▸ **Supplied material**:
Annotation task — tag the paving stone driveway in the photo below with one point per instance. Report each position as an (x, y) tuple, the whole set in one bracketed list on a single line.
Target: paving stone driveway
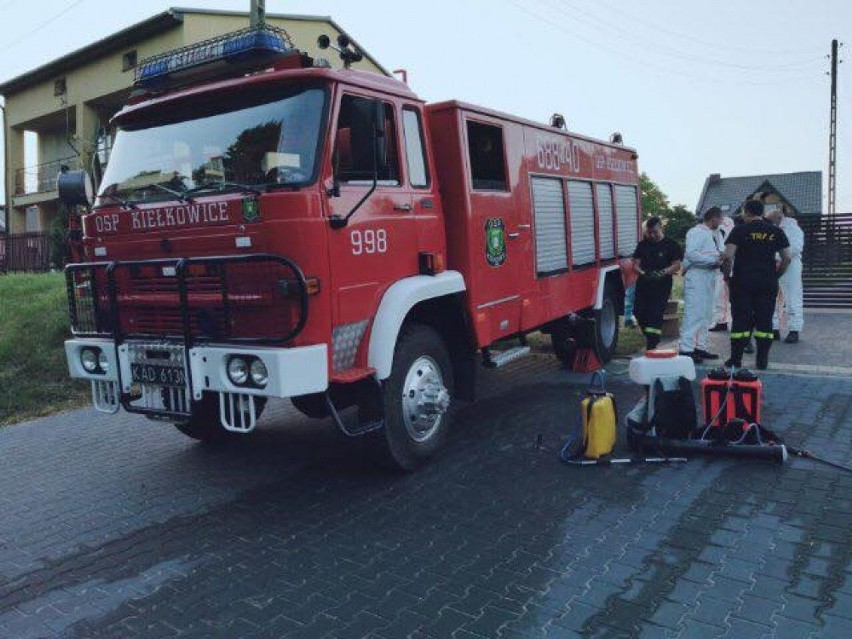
[(120, 527)]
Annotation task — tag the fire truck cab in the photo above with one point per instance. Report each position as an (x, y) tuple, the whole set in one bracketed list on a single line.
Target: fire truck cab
[(323, 235)]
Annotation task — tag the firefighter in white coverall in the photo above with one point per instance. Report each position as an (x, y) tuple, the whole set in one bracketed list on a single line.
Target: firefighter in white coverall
[(790, 284), (701, 262), (722, 302)]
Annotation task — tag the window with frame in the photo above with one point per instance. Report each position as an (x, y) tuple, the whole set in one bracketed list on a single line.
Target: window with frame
[(354, 153), (487, 160), (415, 153)]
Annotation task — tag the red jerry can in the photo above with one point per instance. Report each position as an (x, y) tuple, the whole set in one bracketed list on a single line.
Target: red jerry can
[(724, 398)]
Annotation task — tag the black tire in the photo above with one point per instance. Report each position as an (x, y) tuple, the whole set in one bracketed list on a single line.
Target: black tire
[(559, 337), (396, 443), (205, 423), (606, 325)]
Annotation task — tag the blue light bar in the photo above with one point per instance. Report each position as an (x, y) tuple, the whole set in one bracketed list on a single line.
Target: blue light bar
[(246, 46)]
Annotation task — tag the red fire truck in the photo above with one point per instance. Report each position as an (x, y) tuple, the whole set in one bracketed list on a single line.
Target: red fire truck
[(269, 227)]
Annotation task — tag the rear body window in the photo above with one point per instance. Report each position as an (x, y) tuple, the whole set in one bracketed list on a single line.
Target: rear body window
[(487, 160)]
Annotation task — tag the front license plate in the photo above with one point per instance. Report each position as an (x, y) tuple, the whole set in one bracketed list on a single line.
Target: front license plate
[(157, 374)]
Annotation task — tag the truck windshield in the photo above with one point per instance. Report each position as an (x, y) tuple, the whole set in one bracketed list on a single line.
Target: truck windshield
[(263, 140)]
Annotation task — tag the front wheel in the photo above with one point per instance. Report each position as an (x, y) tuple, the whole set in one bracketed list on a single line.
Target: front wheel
[(416, 399), (205, 422)]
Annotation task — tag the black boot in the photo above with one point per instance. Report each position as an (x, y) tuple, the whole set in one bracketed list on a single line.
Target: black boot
[(736, 360), (762, 359)]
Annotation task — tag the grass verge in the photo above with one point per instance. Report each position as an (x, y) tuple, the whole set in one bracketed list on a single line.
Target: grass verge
[(34, 377)]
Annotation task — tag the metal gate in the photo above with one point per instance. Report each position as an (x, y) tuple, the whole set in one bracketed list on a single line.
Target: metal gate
[(827, 262)]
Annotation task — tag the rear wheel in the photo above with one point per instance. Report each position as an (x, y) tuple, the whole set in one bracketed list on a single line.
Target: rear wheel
[(416, 399), (606, 325), (205, 422)]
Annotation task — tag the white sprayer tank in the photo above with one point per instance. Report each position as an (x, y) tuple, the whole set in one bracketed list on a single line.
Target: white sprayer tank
[(661, 364)]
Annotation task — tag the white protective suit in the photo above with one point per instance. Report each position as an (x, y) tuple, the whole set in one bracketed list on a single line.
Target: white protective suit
[(791, 304), (722, 302), (701, 267)]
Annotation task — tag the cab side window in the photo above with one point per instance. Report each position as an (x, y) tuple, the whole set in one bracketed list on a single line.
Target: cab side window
[(487, 160), (415, 154), (354, 153)]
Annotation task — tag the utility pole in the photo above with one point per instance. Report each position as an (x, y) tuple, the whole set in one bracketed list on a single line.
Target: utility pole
[(832, 136), (257, 17)]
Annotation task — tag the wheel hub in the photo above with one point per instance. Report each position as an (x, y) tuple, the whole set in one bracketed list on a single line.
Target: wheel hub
[(425, 399)]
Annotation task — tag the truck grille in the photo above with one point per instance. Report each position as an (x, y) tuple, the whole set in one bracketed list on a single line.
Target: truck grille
[(256, 298)]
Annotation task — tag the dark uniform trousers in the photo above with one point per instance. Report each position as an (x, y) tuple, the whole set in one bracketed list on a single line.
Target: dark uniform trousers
[(652, 295), (752, 308)]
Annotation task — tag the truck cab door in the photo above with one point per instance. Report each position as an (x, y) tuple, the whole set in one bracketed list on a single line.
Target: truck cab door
[(378, 244)]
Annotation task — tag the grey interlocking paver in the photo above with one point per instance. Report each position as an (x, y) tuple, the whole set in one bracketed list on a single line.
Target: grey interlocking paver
[(120, 527)]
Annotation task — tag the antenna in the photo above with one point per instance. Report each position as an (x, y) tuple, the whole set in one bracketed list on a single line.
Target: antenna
[(257, 17), (349, 53), (832, 135)]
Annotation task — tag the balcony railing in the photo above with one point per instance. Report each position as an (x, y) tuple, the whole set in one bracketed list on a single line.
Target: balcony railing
[(25, 252), (42, 177)]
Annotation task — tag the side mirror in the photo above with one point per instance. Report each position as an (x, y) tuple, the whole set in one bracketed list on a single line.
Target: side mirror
[(379, 136), (75, 188)]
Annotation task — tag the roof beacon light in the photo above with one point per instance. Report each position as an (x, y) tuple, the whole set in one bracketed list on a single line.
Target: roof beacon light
[(349, 53), (238, 51)]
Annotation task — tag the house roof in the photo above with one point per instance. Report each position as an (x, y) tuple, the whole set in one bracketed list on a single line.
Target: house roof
[(802, 190), (149, 27)]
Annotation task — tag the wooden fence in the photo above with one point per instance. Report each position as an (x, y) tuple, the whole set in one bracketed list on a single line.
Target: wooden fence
[(827, 262), (25, 252)]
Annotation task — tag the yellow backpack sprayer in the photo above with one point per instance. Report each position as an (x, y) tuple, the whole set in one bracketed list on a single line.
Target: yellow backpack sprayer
[(594, 437)]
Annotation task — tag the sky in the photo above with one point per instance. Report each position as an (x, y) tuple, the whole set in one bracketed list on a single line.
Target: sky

▸ **Your objective**:
Update everything from the line with "Annotation task — tag the blue" down to the line with "[(269, 227)]" by swapping "red fire truck" for "fire engine" and leaving the rest of those lines as they are. Return only those lines.

▸ **Response to the task**:
Annotation task — tag the blue light bar in the photo above with one point per instance. Report each position as an (x, y) tuple, the whole set in one bracketed list on a single line.
Target: blue light bar
[(246, 46)]
Annotation task — tag the fire engine in the photo above with one point per instance. Report each position as an (x, y) tuple, the whole set in one bracketed list on a single line.
Target: fire engine
[(269, 227)]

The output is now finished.